■ What the exercise asks: Exact copy, pictures excluded: please retype every record below.

:::::

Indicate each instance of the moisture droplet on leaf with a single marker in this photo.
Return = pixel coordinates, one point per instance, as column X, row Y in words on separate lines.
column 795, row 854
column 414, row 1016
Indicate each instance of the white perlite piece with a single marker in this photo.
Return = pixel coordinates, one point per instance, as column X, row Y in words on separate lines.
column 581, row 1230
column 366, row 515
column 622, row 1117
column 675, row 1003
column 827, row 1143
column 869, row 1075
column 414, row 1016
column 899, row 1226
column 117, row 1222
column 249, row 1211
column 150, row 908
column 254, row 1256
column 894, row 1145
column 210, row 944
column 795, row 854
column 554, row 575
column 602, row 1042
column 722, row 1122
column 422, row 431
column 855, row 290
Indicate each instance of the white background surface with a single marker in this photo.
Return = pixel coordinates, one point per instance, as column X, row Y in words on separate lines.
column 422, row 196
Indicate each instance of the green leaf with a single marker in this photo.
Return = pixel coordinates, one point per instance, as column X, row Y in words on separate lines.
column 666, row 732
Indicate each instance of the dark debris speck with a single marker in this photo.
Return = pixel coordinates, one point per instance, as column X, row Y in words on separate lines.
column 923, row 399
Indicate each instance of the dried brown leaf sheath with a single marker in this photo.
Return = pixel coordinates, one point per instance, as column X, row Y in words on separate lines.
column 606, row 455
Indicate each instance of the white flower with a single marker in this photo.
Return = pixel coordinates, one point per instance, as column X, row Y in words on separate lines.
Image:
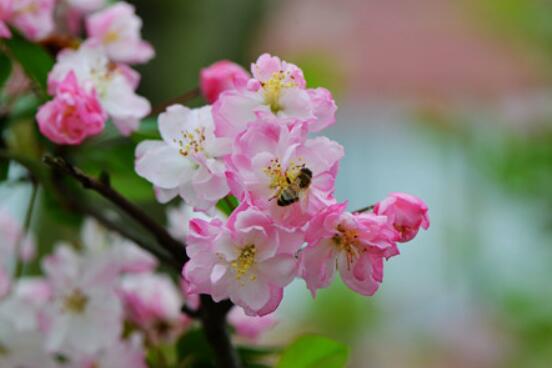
column 188, row 161
column 114, row 83
column 86, row 313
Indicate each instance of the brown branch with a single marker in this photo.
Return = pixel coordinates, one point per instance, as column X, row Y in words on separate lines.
column 213, row 319
column 173, row 246
column 186, row 97
column 211, row 314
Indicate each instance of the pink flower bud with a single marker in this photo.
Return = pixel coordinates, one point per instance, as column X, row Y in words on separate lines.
column 73, row 115
column 406, row 213
column 221, row 76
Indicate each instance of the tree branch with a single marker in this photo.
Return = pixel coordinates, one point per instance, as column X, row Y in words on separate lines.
column 173, row 246
column 213, row 319
column 211, row 314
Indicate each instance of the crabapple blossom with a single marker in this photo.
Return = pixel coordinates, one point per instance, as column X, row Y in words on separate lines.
column 114, row 83
column 354, row 244
column 277, row 89
column 34, row 18
column 153, row 303
column 23, row 348
column 22, row 340
column 73, row 115
column 267, row 167
column 219, row 77
column 248, row 259
column 407, row 213
column 250, row 327
column 188, row 161
column 5, row 14
column 117, row 28
column 84, row 299
column 179, row 219
column 121, row 354
column 15, row 246
column 86, row 6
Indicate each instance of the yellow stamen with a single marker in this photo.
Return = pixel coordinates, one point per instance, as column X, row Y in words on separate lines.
column 346, row 240
column 273, row 89
column 244, row 262
column 191, row 141
column 75, row 302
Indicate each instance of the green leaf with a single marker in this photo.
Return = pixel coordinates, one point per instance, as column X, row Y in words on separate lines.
column 35, row 60
column 194, row 350
column 312, row 351
column 228, row 204
column 5, row 68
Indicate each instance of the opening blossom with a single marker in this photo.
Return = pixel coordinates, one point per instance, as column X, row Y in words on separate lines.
column 114, row 84
column 277, row 89
column 248, row 259
column 117, row 28
column 73, row 115
column 406, row 213
column 268, row 163
column 188, row 162
column 353, row 244
column 222, row 76
column 84, row 299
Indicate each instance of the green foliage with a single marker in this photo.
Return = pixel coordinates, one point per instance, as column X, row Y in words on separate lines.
column 5, row 68
column 312, row 351
column 36, row 62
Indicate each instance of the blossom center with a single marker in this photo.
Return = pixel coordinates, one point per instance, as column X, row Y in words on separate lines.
column 191, row 142
column 346, row 241
column 244, row 262
column 75, row 302
column 273, row 89
column 281, row 179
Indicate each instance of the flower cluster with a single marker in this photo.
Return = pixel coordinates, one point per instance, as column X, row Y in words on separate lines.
column 100, row 305
column 94, row 81
column 254, row 143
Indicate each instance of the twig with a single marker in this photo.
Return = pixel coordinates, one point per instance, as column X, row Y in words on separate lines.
column 186, row 97
column 213, row 319
column 173, row 246
column 26, row 226
column 211, row 314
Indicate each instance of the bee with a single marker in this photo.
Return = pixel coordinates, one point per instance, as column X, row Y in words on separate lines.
column 290, row 194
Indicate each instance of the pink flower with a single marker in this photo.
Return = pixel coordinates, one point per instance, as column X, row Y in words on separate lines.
column 250, row 327
column 248, row 259
column 83, row 299
column 188, row 162
column 5, row 14
column 406, row 213
column 35, row 18
column 118, row 29
column 221, row 76
column 153, row 303
column 86, row 6
column 282, row 172
column 354, row 244
column 277, row 89
column 73, row 115
column 114, row 83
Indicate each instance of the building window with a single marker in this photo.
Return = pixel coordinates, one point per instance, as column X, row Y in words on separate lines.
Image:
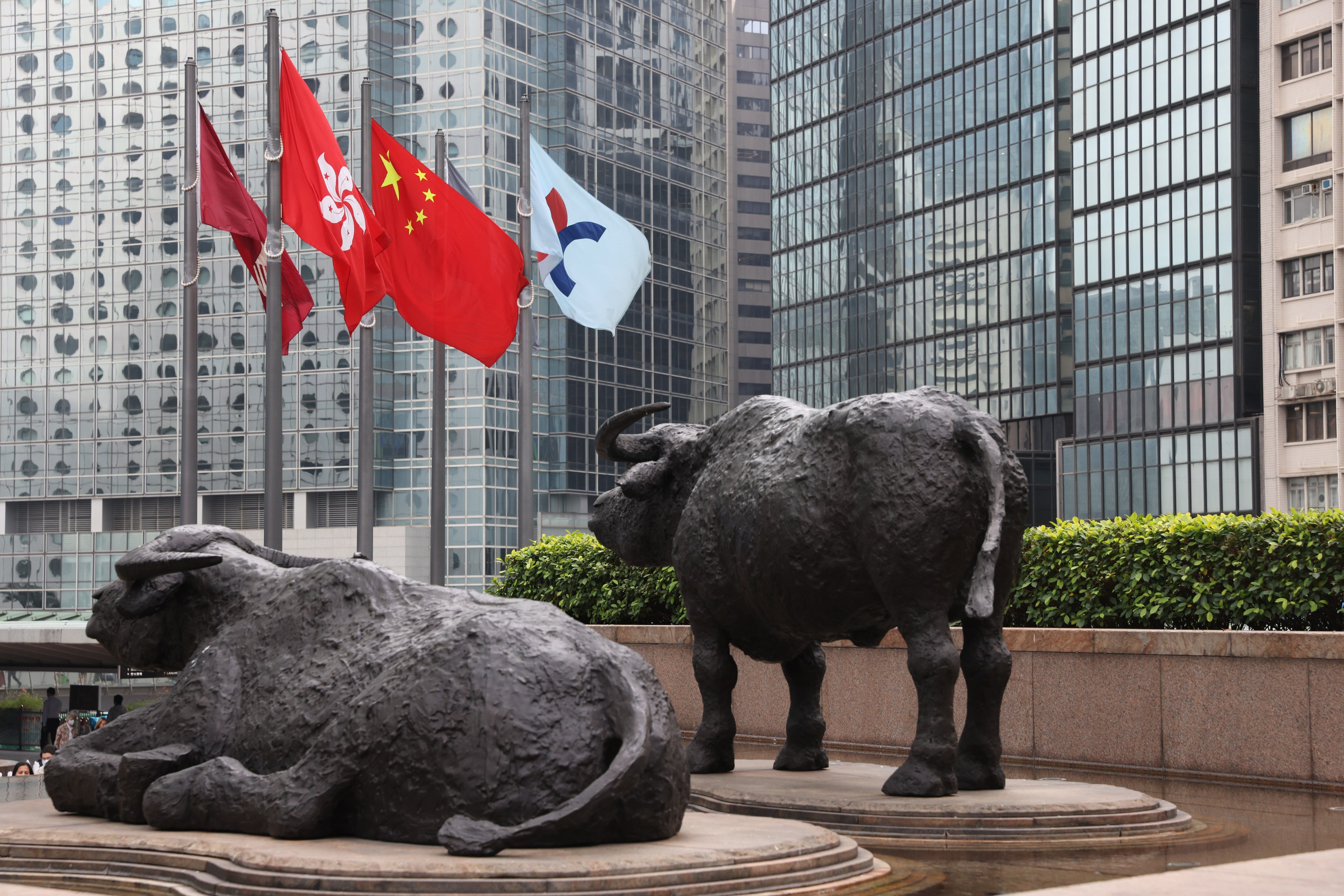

:::::

■ Finished exercise:
Indicate each instance of the moisture droplet on leaf with a single marker in this photo.
Return = pixel coordinates, one point per instance, as column X, row Y in words on separate lines.
column 795, row 854
column 414, row 1016
Indicate each instance of the white perlite piece with a single marker in this photo.
Return = pixel coordinates, one point per instance, as column X, row Y in words on separate lines.
column 581, row 1230
column 366, row 515
column 622, row 1117
column 675, row 1003
column 827, row 1143
column 869, row 1075
column 414, row 1016
column 899, row 1226
column 117, row 1222
column 249, row 1211
column 150, row 908
column 254, row 1256
column 894, row 1145
column 210, row 944
column 795, row 854
column 554, row 575
column 602, row 1042
column 722, row 1122
column 422, row 431
column 855, row 290
Indicate each instance of the white background surface with a single marker in this photo.
Return = pixel coordinates, one point per instance, as column X, row Y in words on separate lines.
column 422, row 196
Indicate each instance of the green leaf with a single marker in this photo.
Return = pixel coordinates, one point per instance, as column X, row Y in words on separate lines.
column 666, row 732
Indicate each instance of the dark debris speck with a single marker in this photo.
Return = pixel coordinates, one point per instance, as column X, row Y in words on separate lines.
column 923, row 399
Indicate each instance of the dried brown leaf sheath with a single marker in this photo.
Return = pixel coordinates, one point per instance, as column X, row Y in words on separate lines.
column 606, row 455
Indicate each instance of the white flower with a single marker in this photo.
Return = pixel coordinates, one point per instance, as column X, row Y in words on separate lines.
Image:
column 188, row 161
column 114, row 83
column 86, row 313
Indicate each instance of the brown branch with a single marker in this photo.
Return = pixel coordinates, one point per instance, as column X, row Y in words on separate lines.
column 213, row 319
column 173, row 246
column 186, row 97
column 211, row 314
Indicate each instance of the pink flower bud with a single marker in this photo.
Return = pixel coordinates, one point per instance, as column X, row Y in words on separate lines.
column 73, row 115
column 406, row 213
column 221, row 76
Indicate each instance of the tree branch with a single marker in this photo.
Return = pixel coordinates, one point per instance, as column X, row Y in words on separate lines.
column 173, row 246
column 213, row 319
column 211, row 314
Indicate each instance of the crabapple blossom with a single marker in this photo.
Return = pixel coordinates, one point per instance, as column X, row Y in words on separate lines.
column 114, row 83
column 354, row 244
column 277, row 89
column 34, row 18
column 153, row 303
column 23, row 348
column 22, row 340
column 73, row 115
column 267, row 167
column 219, row 77
column 248, row 259
column 407, row 213
column 250, row 327
column 188, row 161
column 5, row 14
column 117, row 28
column 84, row 299
column 179, row 219
column 121, row 354
column 15, row 246
column 86, row 6
Indicate each instance of the yellow stamen with a single marker in this photo.
Return = pixel coordinates, one point per instance, as column X, row Y in words on separate lines.
column 346, row 240
column 273, row 89
column 244, row 262
column 191, row 141
column 75, row 302
Indicate each instance of the green leaf with a single marker in this photo.
Return = pixel coordinates, one point per instance, as column X, row Y in words on separate lines.
column 35, row 60
column 194, row 350
column 312, row 351
column 228, row 204
column 5, row 68
Indicate each instance of the opening blossom with a single marker in this photo.
Return = pixel coordinates, one point per instance, as column X, row Y in words on separate lines.
column 114, row 84
column 277, row 89
column 248, row 259
column 117, row 28
column 73, row 115
column 406, row 213
column 268, row 163
column 188, row 162
column 353, row 244
column 222, row 76
column 84, row 299
Indicate each instance of the green foliage with a single marker in this photo.
Return = pixel coordinates, one point per instance, as column X, row Y in words on separate lines.
column 5, row 68
column 312, row 351
column 36, row 62
Indicate each instance of the blossom center with a single marker in this photo.
Return = pixel coordinates, one point per instance, as column X, row Y in words on separate lines.
column 191, row 142
column 346, row 241
column 244, row 262
column 75, row 302
column 273, row 89
column 281, row 179
Indicate each instance of the flower cluster with a single marker in this photo.
Return = pixel coordinates, one point per instance, as column X, row Y in words on separate lines.
column 100, row 305
column 94, row 81
column 254, row 143
Indicate each instance of the twig with a single marker in this photo.
Return = pixel coordinates, one point per instance, as column X, row Y in words on separate lines.
column 186, row 97
column 213, row 319
column 173, row 246
column 26, row 226
column 211, row 314
Indicate each instance of the bee with a single marker in this photo.
Return = pixel coordinates, one point per instance, as column X, row Y in words on separate lines.
column 290, row 194
Indicate each instance of the pink flower with a single marker in this photo.
Return = pixel coordinates, one point per instance, as column X, row Y in words on separate lines.
column 250, row 327
column 248, row 259
column 83, row 299
column 188, row 162
column 5, row 14
column 406, row 213
column 35, row 18
column 118, row 29
column 221, row 76
column 153, row 303
column 86, row 6
column 282, row 172
column 354, row 244
column 277, row 89
column 73, row 115
column 114, row 83
Indicate each instance of the building window with a single marker in this photo.
Return = pixel coordinates, one point per instance, as column X, row Y in words on separate lines.
Image:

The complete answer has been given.